Start of Block
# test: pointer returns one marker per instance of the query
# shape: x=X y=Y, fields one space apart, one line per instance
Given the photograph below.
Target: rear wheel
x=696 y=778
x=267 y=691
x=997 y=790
End of Block
Start of Block
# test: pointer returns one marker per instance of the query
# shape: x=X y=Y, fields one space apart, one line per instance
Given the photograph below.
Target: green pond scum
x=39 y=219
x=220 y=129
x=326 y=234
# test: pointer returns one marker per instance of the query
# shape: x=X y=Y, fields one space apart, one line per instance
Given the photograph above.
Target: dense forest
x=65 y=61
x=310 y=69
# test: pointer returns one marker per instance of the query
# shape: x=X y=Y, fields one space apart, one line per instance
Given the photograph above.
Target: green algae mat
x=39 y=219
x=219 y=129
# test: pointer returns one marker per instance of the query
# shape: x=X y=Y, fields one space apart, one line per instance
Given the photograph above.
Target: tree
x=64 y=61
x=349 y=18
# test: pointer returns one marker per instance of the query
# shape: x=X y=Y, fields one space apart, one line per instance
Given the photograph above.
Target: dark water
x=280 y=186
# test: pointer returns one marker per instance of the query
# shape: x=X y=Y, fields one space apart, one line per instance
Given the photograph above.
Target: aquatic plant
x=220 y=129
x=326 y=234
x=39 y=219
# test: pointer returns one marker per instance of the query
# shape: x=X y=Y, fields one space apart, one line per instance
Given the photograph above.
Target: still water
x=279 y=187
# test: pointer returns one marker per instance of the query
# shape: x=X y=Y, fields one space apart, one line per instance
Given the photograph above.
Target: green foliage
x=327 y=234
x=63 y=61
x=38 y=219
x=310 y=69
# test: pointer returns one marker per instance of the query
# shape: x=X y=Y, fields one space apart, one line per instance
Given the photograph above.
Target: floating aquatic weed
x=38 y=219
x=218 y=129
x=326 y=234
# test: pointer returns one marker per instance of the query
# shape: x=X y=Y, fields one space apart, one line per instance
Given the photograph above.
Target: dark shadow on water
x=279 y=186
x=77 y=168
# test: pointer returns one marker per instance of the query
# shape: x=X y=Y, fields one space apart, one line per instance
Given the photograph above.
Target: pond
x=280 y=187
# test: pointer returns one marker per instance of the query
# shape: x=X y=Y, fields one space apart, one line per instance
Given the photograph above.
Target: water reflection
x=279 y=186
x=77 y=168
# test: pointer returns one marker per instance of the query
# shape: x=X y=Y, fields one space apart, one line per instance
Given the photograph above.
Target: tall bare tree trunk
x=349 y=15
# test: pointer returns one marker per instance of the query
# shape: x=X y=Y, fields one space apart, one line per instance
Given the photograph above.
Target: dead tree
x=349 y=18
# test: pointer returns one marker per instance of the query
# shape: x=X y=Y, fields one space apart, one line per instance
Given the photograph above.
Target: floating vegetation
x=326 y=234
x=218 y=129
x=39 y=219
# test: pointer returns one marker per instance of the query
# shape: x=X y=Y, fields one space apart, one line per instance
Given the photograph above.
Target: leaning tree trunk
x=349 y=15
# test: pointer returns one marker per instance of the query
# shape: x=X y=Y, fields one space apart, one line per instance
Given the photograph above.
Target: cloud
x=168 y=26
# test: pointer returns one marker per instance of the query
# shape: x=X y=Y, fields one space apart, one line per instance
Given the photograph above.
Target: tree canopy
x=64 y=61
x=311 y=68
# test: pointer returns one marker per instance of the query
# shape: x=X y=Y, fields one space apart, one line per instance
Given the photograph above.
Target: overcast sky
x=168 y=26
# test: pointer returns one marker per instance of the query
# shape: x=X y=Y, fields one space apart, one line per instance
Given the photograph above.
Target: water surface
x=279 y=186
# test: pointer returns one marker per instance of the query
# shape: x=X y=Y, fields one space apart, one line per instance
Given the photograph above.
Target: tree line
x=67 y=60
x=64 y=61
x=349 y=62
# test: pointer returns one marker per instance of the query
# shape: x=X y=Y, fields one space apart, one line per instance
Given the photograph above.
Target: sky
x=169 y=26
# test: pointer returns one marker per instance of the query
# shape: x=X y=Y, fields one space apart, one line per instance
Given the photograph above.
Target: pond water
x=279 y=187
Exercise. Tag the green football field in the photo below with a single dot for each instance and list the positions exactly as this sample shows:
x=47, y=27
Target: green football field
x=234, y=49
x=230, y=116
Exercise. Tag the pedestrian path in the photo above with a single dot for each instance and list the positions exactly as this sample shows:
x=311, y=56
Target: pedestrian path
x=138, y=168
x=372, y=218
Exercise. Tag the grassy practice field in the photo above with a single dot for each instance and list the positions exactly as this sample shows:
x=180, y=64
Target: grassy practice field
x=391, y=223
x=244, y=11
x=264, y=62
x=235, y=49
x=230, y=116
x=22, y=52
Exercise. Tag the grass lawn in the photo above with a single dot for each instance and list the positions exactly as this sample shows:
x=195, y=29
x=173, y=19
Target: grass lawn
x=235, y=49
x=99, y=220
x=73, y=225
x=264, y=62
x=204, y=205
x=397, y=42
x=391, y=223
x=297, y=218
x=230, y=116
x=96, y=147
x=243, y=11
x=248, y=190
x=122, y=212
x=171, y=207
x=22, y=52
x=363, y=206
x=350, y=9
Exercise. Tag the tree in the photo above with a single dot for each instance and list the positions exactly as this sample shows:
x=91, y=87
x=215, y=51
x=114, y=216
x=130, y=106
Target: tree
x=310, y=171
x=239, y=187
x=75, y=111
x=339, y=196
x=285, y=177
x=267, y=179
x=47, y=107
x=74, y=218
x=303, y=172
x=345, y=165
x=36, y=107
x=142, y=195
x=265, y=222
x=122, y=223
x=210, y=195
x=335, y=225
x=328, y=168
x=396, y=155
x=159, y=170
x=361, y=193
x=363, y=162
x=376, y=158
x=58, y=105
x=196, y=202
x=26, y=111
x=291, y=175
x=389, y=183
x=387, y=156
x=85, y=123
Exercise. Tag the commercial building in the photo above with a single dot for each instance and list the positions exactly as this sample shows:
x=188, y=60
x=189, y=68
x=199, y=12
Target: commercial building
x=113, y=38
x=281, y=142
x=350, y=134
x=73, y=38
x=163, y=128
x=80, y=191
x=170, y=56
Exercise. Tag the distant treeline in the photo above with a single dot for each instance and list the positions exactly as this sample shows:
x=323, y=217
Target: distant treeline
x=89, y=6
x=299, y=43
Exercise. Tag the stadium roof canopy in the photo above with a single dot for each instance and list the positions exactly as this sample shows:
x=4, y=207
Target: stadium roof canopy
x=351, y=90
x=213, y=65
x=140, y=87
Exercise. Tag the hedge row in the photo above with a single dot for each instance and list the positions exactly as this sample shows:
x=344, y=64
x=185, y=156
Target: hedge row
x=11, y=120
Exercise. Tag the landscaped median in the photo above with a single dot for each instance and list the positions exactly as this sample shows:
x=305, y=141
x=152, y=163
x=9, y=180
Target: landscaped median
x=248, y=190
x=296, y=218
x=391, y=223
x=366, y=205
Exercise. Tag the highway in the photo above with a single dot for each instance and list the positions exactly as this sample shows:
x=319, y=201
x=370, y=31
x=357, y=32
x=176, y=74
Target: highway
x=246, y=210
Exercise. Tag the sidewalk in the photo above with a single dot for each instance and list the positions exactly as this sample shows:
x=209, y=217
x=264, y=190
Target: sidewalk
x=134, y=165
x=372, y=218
End of Block
Start of Block
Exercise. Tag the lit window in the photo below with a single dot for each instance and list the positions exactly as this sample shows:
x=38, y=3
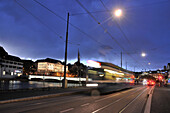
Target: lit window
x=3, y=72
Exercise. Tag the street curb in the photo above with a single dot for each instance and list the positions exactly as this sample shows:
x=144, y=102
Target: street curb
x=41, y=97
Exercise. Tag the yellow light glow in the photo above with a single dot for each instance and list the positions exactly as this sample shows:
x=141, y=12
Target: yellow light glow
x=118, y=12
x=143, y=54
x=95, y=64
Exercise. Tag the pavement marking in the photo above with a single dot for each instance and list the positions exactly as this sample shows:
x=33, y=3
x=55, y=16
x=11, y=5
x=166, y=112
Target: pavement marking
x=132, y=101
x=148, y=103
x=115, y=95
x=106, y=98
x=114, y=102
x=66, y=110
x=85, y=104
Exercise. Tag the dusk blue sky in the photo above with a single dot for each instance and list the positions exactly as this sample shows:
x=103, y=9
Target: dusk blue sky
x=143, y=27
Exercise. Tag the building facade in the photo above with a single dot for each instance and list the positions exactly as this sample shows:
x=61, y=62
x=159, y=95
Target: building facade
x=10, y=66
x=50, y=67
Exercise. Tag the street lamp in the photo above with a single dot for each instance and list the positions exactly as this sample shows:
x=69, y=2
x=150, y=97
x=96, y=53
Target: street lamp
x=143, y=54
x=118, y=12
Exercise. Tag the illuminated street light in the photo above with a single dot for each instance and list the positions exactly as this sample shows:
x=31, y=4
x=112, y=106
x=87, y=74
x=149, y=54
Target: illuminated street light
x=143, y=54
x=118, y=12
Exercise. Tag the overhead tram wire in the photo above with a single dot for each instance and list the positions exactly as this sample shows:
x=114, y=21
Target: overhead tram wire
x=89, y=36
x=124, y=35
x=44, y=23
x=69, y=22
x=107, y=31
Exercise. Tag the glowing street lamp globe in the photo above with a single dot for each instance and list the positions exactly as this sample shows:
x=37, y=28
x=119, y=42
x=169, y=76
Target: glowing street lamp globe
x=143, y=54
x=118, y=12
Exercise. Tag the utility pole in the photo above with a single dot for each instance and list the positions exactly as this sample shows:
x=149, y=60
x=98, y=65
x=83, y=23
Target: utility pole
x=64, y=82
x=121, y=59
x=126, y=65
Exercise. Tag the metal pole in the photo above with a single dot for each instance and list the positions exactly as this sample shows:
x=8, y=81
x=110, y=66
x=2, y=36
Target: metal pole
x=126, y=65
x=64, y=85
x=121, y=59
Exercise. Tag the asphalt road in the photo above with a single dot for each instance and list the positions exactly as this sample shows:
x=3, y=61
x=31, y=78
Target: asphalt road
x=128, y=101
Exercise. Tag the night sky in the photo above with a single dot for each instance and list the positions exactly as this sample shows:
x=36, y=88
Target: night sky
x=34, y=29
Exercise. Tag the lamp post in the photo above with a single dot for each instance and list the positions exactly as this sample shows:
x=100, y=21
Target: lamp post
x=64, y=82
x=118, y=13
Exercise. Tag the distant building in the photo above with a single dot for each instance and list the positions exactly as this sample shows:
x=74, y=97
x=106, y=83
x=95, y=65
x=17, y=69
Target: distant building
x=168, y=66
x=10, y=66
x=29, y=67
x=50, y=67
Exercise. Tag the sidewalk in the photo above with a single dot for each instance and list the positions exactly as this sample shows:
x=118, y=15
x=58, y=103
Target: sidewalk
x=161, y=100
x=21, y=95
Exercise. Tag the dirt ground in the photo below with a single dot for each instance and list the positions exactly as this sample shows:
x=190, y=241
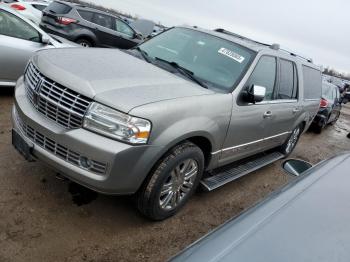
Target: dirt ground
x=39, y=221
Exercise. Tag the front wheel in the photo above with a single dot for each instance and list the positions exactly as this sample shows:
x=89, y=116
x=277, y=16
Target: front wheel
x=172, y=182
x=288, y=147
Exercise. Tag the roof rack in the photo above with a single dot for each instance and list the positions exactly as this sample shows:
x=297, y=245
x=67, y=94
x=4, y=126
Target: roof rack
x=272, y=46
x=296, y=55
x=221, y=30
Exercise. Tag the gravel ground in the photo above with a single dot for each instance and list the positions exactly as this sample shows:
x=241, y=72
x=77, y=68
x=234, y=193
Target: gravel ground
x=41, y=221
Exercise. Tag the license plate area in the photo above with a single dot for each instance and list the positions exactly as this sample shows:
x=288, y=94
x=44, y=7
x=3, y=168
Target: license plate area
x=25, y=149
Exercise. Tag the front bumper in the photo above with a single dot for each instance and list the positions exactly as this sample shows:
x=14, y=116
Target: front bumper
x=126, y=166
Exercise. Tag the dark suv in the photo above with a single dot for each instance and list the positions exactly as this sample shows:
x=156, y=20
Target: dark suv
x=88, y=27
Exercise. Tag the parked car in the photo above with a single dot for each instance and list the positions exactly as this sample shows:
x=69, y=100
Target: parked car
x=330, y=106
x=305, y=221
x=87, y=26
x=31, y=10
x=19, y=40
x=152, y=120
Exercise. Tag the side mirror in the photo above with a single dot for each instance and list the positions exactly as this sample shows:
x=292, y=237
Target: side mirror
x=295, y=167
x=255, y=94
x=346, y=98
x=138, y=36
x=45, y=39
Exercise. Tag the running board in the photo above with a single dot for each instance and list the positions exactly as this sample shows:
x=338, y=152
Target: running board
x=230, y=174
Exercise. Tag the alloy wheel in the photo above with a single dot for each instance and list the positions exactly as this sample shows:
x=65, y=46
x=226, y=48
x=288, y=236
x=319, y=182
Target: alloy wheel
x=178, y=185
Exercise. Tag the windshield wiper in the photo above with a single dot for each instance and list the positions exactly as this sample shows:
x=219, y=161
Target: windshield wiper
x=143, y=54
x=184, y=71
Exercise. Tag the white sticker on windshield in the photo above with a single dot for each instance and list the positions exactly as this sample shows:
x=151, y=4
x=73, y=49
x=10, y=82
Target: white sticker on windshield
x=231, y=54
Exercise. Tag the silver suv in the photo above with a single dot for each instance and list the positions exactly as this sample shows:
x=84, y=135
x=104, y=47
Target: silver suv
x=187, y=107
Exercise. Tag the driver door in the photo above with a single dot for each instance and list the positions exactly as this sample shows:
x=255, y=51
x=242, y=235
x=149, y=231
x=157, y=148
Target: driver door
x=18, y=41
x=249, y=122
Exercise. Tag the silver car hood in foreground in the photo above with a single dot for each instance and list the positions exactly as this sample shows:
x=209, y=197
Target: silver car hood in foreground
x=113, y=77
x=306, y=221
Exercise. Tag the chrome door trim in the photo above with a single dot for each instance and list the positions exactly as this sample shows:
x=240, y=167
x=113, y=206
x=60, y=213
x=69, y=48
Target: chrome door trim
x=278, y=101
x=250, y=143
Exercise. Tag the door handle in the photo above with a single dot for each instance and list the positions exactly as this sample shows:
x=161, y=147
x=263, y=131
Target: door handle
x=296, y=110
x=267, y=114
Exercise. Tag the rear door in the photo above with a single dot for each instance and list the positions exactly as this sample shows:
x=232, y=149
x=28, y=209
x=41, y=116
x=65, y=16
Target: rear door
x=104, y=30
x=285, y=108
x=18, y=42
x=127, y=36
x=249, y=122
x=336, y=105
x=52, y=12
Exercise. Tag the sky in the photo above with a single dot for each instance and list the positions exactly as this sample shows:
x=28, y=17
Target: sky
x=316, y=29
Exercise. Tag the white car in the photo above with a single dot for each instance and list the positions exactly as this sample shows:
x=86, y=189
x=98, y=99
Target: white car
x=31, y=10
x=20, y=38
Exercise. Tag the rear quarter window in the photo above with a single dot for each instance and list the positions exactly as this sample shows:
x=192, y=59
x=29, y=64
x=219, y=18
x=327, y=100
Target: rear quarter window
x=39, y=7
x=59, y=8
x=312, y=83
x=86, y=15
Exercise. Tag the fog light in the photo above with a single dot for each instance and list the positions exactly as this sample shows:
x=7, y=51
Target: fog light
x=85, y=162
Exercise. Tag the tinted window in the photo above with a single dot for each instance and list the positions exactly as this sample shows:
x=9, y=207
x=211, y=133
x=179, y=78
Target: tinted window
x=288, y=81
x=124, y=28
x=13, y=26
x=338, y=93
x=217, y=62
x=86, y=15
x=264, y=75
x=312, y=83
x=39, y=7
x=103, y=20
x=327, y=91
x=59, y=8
End of Block
Find the lines of the material that hold the word "below" and report their count alone.

◆ Answer box ◆
5